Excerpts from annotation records

--------------------------------------------------

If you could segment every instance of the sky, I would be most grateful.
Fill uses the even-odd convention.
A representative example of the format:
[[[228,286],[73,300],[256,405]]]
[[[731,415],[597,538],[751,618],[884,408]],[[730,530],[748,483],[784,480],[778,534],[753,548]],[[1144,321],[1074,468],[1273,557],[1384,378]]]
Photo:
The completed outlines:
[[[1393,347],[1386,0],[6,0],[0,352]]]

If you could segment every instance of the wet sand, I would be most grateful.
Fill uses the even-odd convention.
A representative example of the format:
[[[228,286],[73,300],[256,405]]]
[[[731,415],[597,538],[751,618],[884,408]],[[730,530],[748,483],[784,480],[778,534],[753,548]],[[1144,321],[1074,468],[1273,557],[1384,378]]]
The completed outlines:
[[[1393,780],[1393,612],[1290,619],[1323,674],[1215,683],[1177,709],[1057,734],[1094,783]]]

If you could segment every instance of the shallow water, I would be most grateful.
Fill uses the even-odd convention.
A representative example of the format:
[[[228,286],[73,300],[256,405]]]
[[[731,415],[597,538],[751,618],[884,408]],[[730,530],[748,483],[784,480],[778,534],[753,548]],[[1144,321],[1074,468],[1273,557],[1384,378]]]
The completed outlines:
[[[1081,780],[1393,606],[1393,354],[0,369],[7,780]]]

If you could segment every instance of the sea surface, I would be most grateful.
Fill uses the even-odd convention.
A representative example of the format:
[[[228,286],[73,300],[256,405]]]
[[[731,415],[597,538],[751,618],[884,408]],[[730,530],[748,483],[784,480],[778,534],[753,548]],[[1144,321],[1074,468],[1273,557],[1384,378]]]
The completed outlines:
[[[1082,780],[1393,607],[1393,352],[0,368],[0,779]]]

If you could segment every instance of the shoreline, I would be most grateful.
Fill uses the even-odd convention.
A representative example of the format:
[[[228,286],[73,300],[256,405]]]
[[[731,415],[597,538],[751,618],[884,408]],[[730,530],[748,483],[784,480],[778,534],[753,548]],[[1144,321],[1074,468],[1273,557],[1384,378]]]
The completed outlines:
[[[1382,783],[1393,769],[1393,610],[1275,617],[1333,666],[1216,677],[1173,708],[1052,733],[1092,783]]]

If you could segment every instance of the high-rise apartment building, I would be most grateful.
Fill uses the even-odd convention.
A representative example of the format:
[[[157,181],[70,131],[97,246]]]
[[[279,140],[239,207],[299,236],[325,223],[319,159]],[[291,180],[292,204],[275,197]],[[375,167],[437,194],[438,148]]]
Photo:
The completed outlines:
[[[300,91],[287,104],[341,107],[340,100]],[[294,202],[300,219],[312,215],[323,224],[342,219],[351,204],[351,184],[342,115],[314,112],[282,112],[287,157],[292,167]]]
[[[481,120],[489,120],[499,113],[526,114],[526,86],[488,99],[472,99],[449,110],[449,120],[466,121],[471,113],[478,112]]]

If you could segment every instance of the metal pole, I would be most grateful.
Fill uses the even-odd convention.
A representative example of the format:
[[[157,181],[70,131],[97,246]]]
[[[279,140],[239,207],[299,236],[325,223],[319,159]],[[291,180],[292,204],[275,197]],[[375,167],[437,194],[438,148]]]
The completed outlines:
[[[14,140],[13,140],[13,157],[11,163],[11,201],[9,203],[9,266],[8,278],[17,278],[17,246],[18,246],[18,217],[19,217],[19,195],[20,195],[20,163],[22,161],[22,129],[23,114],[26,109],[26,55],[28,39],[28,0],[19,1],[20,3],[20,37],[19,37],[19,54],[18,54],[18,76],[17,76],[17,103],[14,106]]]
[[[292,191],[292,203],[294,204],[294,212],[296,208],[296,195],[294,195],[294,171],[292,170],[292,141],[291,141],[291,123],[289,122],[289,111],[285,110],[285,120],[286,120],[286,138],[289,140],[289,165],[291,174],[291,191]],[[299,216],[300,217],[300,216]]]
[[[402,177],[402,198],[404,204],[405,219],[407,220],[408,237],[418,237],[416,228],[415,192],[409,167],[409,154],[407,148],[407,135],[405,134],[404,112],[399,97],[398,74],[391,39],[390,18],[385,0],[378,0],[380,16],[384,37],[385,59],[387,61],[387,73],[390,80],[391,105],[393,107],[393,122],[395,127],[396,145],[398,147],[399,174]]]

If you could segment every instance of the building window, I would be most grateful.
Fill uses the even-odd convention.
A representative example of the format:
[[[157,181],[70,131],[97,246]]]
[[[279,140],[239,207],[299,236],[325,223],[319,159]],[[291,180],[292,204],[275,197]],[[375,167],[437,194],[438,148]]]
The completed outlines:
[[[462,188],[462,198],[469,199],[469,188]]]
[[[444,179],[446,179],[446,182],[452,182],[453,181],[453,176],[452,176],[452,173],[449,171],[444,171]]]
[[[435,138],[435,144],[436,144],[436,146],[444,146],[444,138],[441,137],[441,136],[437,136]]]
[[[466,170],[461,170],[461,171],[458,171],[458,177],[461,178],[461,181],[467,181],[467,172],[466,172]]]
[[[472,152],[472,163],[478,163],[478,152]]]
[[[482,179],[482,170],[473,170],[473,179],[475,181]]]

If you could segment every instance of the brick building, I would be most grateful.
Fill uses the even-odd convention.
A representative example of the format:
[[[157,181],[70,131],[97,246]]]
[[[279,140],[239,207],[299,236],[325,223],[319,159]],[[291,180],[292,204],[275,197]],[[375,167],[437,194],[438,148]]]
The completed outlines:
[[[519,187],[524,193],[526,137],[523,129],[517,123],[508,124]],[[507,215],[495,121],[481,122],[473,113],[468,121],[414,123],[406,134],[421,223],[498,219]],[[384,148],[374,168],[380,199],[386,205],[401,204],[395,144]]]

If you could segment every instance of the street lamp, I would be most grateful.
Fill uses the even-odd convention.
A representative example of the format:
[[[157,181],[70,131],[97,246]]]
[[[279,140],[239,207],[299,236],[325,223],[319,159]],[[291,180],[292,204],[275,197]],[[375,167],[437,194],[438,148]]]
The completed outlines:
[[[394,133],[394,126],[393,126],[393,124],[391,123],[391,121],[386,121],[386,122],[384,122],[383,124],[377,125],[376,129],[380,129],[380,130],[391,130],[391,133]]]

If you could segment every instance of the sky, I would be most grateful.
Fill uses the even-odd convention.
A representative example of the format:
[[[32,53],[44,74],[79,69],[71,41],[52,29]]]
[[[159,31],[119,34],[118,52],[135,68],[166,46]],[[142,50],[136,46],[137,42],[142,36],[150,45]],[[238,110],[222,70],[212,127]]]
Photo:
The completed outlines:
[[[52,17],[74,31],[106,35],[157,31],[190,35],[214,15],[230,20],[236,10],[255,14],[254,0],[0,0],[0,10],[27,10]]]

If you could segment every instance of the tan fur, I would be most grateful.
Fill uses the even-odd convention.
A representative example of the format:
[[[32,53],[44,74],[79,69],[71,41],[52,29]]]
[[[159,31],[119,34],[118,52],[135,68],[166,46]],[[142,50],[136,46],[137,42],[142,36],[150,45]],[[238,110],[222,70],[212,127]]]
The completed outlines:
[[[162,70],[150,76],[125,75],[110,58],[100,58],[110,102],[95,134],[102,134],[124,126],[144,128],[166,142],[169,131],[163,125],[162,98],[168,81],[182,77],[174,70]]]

--------------------------------------------------

[WRITTEN PROBLEM]:
Could you express every line of the records above as a numbered list, leaving out the blank lines?

[TASK ANSWER]:
1. If you could segment every instance of the sky, I would be most grateful.
2. Fill uses the even-odd convention.
3. A representative example of the format:
4. [[[228,286],[73,300],[256,405]]]
5. [[[731,415],[597,538],[751,618],[884,408]],[[730,530],[748,483],[784,480],[778,534],[753,548]],[[1144,321],[1074,468],[1273,557],[1384,378]]]
6. Photo:
7. The completed outlines:
8. [[[1393,347],[1386,0],[6,0],[0,352]]]
9. If you could segment every instance of the wet sand, I would be most grateful.
10. Fill uses the even-odd convention.
11. A representative example of the format:
12. [[[228,286],[73,300],[256,405]]]
13. [[[731,415],[597,538],[751,618],[884,408]],[[730,530],[748,483],[784,480],[778,534],[753,548]],[[1144,321],[1074,468],[1273,557],[1384,378]]]
14. The completed outlines:
15. [[[1393,780],[1393,612],[1290,619],[1323,674],[1215,683],[1177,709],[1057,734],[1094,783]]]
16. If you could segment every instance of the shallow water, I would be most grateful.
17. Fill uses the even-odd convention.
18. A representative example of the format:
19. [[[228,286],[73,300],[256,405]]]
20. [[[731,415],[597,538],[751,618],[884,408]],[[730,530],[748,483],[784,480],[778,534],[753,548]],[[1144,321],[1074,468],[1273,557],[1384,378]]]
21. The completed outlines:
22. [[[1081,780],[1393,606],[1393,354],[0,369],[7,780]]]
23. If you could segment every instance of the sea surface, I would be most grateful.
24. Fill uses the even-odd convention.
25. A representative example of the format:
26. [[[228,286],[73,300],[256,405]]]
27. [[[731,415],[597,538],[751,618],[884,408]],[[730,530],[748,483],[784,480],[778,534],[753,548]],[[1144,321],[1074,468],[1273,557],[1384,378]]]
28. The completed outlines:
29. [[[1082,780],[1393,607],[1393,352],[0,368],[0,779]]]
30. If you could segment every instance of the shoreline, I would be most grateful.
31. Fill uses the even-odd convention.
32. A representative example of the format:
33. [[[228,286],[73,300],[256,405]]]
34. [[[731,415],[597,538],[751,618],[884,408]],[[730,530],[748,483],[784,480],[778,534],[753,548]],[[1144,321],[1074,468],[1273,557],[1384,378]]]
35. The completed outlines:
36. [[[1382,783],[1393,769],[1393,610],[1275,617],[1333,666],[1216,677],[1173,708],[1052,733],[1092,783]]]
37. If you could segment every instance of the high-rise apartment building, I would be most grateful.
38. Fill uses the even-odd convention.
39. A representative example of the format:
40. [[[157,181],[70,131],[97,246]]]
41. [[[279,140],[239,207],[299,236],[325,223],[319,159]],[[291,180],[292,204],[275,197]],[[375,167],[437,194],[438,148]]]
42. Photo:
43. The completed outlines:
44. [[[300,91],[287,104],[341,107],[340,100]],[[294,202],[300,219],[312,215],[323,224],[342,219],[351,204],[351,184],[342,115],[314,112],[282,112],[287,157],[292,167]]]
45. [[[481,120],[489,120],[499,113],[526,114],[526,86],[488,99],[472,99],[449,110],[449,120],[466,121],[471,113],[478,112]]]
46. If you could segment every instance of the metal pole, I would be most grateful.
47. Fill uses the even-odd convention.
48. A representative example of the format:
49. [[[157,181],[70,131],[97,246]]]
50. [[[279,140],[239,207],[299,236],[325,223],[319,159]],[[291,180],[292,204],[275,197]],[[375,167],[437,194],[438,148]]]
51. The completed outlines:
52. [[[14,140],[13,140],[13,157],[11,163],[11,201],[9,203],[9,266],[8,278],[17,278],[17,246],[18,246],[18,217],[19,217],[19,195],[20,195],[20,163],[22,161],[22,129],[23,114],[26,109],[26,55],[28,39],[28,0],[19,1],[20,3],[20,37],[19,37],[19,54],[18,54],[18,76],[17,76],[17,103],[14,106]]]
53. [[[292,191],[292,203],[294,204],[294,212],[296,208],[296,195],[294,195],[294,171],[292,170],[292,141],[291,141],[291,123],[289,122],[289,111],[285,110],[285,120],[286,120],[286,138],[289,140],[289,165],[291,174],[291,191]],[[299,216],[300,217],[300,216]]]
54. [[[402,177],[402,198],[404,204],[405,219],[407,220],[408,237],[418,237],[416,228],[415,192],[409,167],[409,154],[407,148],[407,135],[405,134],[404,112],[399,97],[398,74],[391,39],[390,18],[385,0],[378,0],[380,16],[384,37],[385,59],[387,61],[387,73],[390,80],[391,105],[393,107],[393,122],[395,127],[396,145],[398,147],[399,174]]]
55. If you could segment every instance of the building window, I would be most grateful.
56. Fill uses the even-odd convention.
57. A representative example of the format:
58. [[[157,181],[70,131],[97,246]]]
59. [[[279,140],[239,207],[299,236],[325,223],[319,159]],[[291,180],[292,204],[275,197]],[[375,167],[437,194],[438,148]]]
60. The completed outlines:
61. [[[462,188],[462,198],[469,199],[469,188]]]
62. [[[444,179],[446,179],[446,182],[452,182],[453,181],[453,176],[452,176],[452,173],[449,171],[444,171]]]
63. [[[435,138],[435,144],[436,144],[436,146],[444,146],[444,138],[441,137],[441,136],[437,136]]]
64. [[[466,170],[461,170],[461,171],[458,171],[458,177],[461,178],[461,181],[467,181],[467,172],[466,172]]]
65. [[[472,152],[472,163],[478,163],[478,152]]]
66. [[[482,179],[482,170],[473,170],[473,179],[475,181]]]
67. If you could segment every instance of the brick building, I would be most grateful.
68. Fill uses the even-odd convention.
69. A representative example of the format:
70. [[[157,181],[70,131],[97,246]]]
71. [[[279,140],[239,207],[299,236],[325,223],[319,159]],[[291,180],[292,204],[275,197]],[[375,167],[437,194],[438,148]]]
72. The completed outlines:
73. [[[519,187],[524,193],[526,137],[523,129],[517,123],[508,124]],[[507,215],[495,121],[481,122],[473,113],[468,121],[414,123],[406,134],[421,223],[498,219]],[[384,148],[374,168],[380,199],[386,205],[401,204],[395,144]]]
74. If you could segment every instance of the street lamp, I would be most grateful.
75. Fill uses the even-odd convention.
76. A representative example of the format:
77. [[[157,181],[70,131],[97,246]]]
78. [[[279,140],[239,207],[299,236],[325,223],[319,159]],[[291,180],[292,204],[275,197]],[[375,167],[437,194],[438,148]]]
79. The completed outlines:
80. [[[394,133],[394,126],[393,126],[393,124],[391,123],[391,121],[386,121],[386,122],[384,122],[383,124],[377,125],[376,129],[380,129],[380,130],[391,130],[391,133]]]
81. If you could segment every instance of the sky, I would be most grateful.
82. Fill uses the even-odd convention.
83. A representative example of the format:
84. [[[32,53],[44,74],[79,69],[71,41],[52,29]]]
85. [[[159,31],[119,34],[118,52],[135,68],[166,46]],[[142,50],[136,46],[137,42],[142,36],[150,45]],[[238,110],[222,70],[212,127]]]
86. Photo:
87. The completed outlines:
88. [[[52,17],[74,31],[106,35],[157,31],[190,35],[214,15],[230,20],[236,10],[255,14],[254,0],[0,0],[0,10],[27,10]]]
89. If you could segment every instance of the tan fur, I would be most grateful.
90. Fill uses the even-odd convention.
91. A representative example of the format:
92. [[[32,53],[44,74],[79,69],[71,41],[52,29]]]
93. [[[159,31],[119,34],[118,52],[135,68],[166,46]],[[142,50],[136,46],[137,42],[142,36],[150,45]],[[238,110],[222,70],[212,127]]]
94. The completed outlines:
95. [[[162,70],[150,76],[125,75],[110,58],[100,58],[110,102],[95,134],[102,134],[124,126],[144,128],[166,142],[169,131],[163,125],[162,98],[168,81],[182,77],[174,70]]]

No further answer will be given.